> **THE PROBLEM**
Write out again every line from the one containing "ceiling fan blade" through the end of the records, both included and requests kept, shifting each point by adding 97 to both numbers of every coordinate pair in the answers. Leave the pictures out.

━━━ DATA PROVIDED ━━━

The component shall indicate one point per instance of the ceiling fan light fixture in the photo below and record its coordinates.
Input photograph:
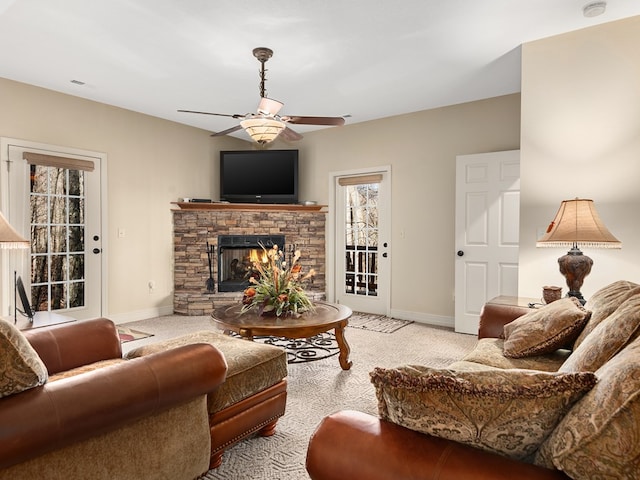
(263, 130)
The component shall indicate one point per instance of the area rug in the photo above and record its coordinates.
(376, 323)
(128, 334)
(316, 389)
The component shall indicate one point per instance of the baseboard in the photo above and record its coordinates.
(141, 314)
(428, 319)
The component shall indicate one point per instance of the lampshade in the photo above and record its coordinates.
(263, 130)
(9, 238)
(577, 223)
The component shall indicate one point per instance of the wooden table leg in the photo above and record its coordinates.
(345, 363)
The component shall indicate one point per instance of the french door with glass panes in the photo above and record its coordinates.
(362, 241)
(55, 197)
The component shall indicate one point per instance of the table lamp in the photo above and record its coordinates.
(577, 223)
(10, 239)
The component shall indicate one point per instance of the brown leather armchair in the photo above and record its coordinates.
(358, 446)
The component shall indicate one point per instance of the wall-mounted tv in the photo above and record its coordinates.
(259, 176)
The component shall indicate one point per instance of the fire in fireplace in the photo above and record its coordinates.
(236, 254)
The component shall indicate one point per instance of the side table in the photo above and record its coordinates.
(40, 319)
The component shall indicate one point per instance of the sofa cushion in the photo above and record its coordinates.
(90, 367)
(601, 432)
(20, 366)
(489, 351)
(604, 302)
(546, 329)
(252, 366)
(608, 338)
(509, 412)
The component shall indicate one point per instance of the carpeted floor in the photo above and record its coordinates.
(376, 323)
(316, 389)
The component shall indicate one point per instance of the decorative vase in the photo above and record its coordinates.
(551, 294)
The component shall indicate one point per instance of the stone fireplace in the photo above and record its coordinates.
(231, 231)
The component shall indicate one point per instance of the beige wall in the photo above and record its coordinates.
(421, 149)
(581, 138)
(151, 162)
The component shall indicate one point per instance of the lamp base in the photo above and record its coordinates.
(575, 266)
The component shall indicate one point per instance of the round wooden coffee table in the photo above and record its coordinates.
(326, 316)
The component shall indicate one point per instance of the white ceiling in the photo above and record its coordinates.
(366, 58)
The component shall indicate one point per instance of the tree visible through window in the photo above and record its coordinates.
(361, 240)
(57, 201)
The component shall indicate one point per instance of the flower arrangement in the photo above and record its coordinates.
(277, 288)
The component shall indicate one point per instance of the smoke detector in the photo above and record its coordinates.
(593, 9)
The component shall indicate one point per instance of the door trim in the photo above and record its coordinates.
(6, 276)
(331, 281)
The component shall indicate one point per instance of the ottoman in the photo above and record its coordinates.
(253, 396)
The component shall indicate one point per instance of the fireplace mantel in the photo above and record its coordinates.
(249, 206)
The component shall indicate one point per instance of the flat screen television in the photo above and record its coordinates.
(259, 176)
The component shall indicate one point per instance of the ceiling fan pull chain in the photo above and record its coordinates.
(263, 92)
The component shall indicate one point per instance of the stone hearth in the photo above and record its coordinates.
(195, 225)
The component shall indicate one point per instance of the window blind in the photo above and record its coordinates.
(360, 179)
(59, 162)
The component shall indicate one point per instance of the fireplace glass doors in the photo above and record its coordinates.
(236, 254)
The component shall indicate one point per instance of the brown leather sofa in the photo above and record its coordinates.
(100, 416)
(253, 396)
(358, 446)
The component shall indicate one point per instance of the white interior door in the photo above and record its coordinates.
(361, 240)
(58, 208)
(487, 232)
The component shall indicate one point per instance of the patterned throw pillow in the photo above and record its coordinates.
(509, 412)
(546, 329)
(20, 365)
(598, 437)
(608, 338)
(604, 302)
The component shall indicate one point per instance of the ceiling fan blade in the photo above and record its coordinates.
(290, 135)
(234, 115)
(300, 120)
(269, 106)
(227, 131)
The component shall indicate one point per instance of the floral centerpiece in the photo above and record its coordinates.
(277, 288)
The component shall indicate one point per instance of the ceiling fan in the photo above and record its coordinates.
(266, 124)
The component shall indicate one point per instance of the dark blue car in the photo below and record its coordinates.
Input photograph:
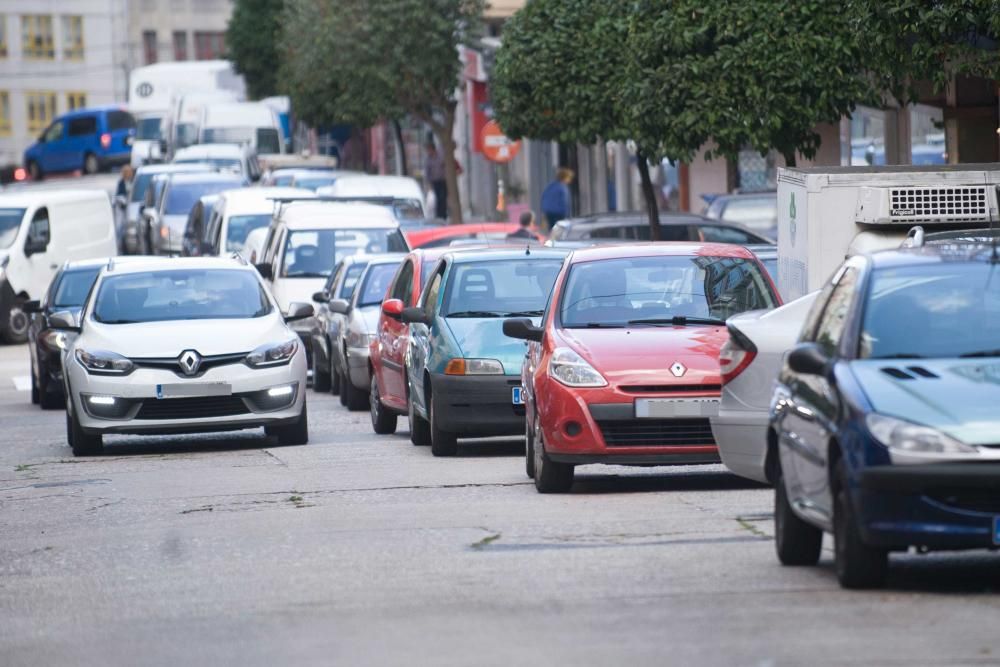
(88, 140)
(885, 427)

━━━

> **ANSWER FOR THIS EXERCISE**
The component shall indicate one point per instance of the ceiling fan blade in the photo above and record its coordinates.
(387, 232)
(331, 212)
(397, 217)
(366, 203)
(324, 228)
The component shall indicate one point per instance of the floral centerpiece in the photo above and record its coordinates.
(374, 385)
The component shall indicate one point per instance of the ceiling fan in the photo above and record its coordinates.
(363, 221)
The component shall indicate one point per instance of the dark blue car in the photo below and record its coordinates.
Input photograph:
(185, 237)
(982, 524)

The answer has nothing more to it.